Data for this exercise:
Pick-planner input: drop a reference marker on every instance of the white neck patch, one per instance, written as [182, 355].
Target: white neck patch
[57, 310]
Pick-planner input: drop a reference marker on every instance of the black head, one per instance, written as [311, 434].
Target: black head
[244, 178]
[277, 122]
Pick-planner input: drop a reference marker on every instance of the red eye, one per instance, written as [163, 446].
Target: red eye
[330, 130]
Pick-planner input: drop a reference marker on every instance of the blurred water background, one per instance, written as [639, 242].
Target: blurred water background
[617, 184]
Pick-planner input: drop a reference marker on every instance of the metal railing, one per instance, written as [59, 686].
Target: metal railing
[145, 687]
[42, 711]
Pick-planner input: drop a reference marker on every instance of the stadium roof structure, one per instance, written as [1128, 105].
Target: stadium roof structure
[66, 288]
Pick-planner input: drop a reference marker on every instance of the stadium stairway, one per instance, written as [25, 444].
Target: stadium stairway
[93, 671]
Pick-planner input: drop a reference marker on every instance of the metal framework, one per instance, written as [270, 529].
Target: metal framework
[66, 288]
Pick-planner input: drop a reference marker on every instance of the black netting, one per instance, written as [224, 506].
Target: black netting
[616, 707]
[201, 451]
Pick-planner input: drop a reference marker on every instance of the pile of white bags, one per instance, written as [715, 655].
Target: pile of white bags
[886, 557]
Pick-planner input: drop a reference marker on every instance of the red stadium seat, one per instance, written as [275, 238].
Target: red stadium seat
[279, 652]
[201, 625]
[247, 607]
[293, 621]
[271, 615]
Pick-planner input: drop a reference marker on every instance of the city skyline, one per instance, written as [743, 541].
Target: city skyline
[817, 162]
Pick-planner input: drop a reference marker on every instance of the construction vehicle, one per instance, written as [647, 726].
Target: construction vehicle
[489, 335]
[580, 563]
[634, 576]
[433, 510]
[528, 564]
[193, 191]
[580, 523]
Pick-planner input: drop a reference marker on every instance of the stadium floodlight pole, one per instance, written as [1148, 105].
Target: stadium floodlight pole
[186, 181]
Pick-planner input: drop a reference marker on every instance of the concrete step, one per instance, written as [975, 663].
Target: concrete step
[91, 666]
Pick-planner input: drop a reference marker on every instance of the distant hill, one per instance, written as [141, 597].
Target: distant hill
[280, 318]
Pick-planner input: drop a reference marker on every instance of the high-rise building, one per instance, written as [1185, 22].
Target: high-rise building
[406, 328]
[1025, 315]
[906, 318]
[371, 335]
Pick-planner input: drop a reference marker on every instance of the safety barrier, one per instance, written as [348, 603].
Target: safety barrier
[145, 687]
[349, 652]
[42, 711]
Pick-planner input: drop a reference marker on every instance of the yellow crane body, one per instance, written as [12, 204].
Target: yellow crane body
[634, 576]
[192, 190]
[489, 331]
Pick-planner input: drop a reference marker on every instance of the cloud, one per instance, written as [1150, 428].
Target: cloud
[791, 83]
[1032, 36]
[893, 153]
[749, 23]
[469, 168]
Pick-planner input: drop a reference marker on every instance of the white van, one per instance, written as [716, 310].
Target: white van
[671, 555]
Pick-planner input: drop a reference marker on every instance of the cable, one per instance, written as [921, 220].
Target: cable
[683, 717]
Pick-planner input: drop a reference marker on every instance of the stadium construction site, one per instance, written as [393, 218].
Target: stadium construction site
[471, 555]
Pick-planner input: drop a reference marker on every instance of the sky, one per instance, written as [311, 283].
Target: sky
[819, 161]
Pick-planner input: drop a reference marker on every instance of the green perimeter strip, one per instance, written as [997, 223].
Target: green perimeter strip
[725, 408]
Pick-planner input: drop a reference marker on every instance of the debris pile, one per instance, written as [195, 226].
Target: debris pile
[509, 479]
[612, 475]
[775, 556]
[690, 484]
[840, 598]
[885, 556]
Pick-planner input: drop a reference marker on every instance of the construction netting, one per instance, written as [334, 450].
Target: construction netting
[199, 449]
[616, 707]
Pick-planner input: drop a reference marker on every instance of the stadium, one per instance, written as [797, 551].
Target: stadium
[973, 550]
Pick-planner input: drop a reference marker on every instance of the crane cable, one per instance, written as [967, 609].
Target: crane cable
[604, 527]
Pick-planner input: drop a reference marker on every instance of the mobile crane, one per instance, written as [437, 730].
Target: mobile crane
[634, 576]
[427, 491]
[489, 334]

To be done:
Output only the lines from the one holding "as [12, 204]." through the last line above, exactly as they appear.

Task solution:
Pick-planner input: drop a reference marker on every instance of the yellow crane body, one per instance, written as [12, 204].
Target: yellow crane body
[634, 576]
[192, 190]
[489, 331]
Pick-planner input: drop a reference marker on every instance of the cloud, one per instance, written as [1150, 428].
Target: cloud
[791, 83]
[1032, 36]
[893, 153]
[749, 23]
[469, 168]
Pick-planner input: drop a reference marker on every instance of the white van, one per instance, written as [716, 310].
Target: white van
[671, 555]
Pick-planner input: drop a reference marker on every instance of the cable, one per instance, written as [921, 220].
Target: cable
[683, 717]
Pick-planner input: drop a reference marker on every instance of the stadium construction site, one per instance, written as [393, 218].
Target: stadium construction site
[471, 555]
Pick-planner input: drop a reference marker on every instance of the sky, one per instance, written as [311, 283].
Target: sky
[819, 161]
Pick-planner input: drop a reference marker on every instance of the green perimeter strip, one per instance, written as [997, 223].
Target: green perimeter strip
[725, 408]
Pick-planner input: drop a reference marker on every instance of the debris pile, one per instance, written as [195, 226].
Target: debris pile
[509, 479]
[612, 475]
[775, 556]
[690, 484]
[840, 598]
[885, 556]
Pick-planner input: drop a reference marker on every instance of the construction netting, one per instance, written as [334, 450].
Target: construction netting
[199, 449]
[616, 707]
Pick-planner input: drop a reference marker on every instance of the stadium, one per instance, written as [797, 551].
Target: stadium
[973, 550]
Pick-planner input: drop a reference marker on every instance of the crane cable, one per instance, written as [967, 609].
Target: crane cable
[604, 527]
Pick-planner input: drop a reference marker on every instance of the mobile crane, one per instance, written as [437, 730].
Target: mobile crane
[634, 576]
[427, 491]
[489, 334]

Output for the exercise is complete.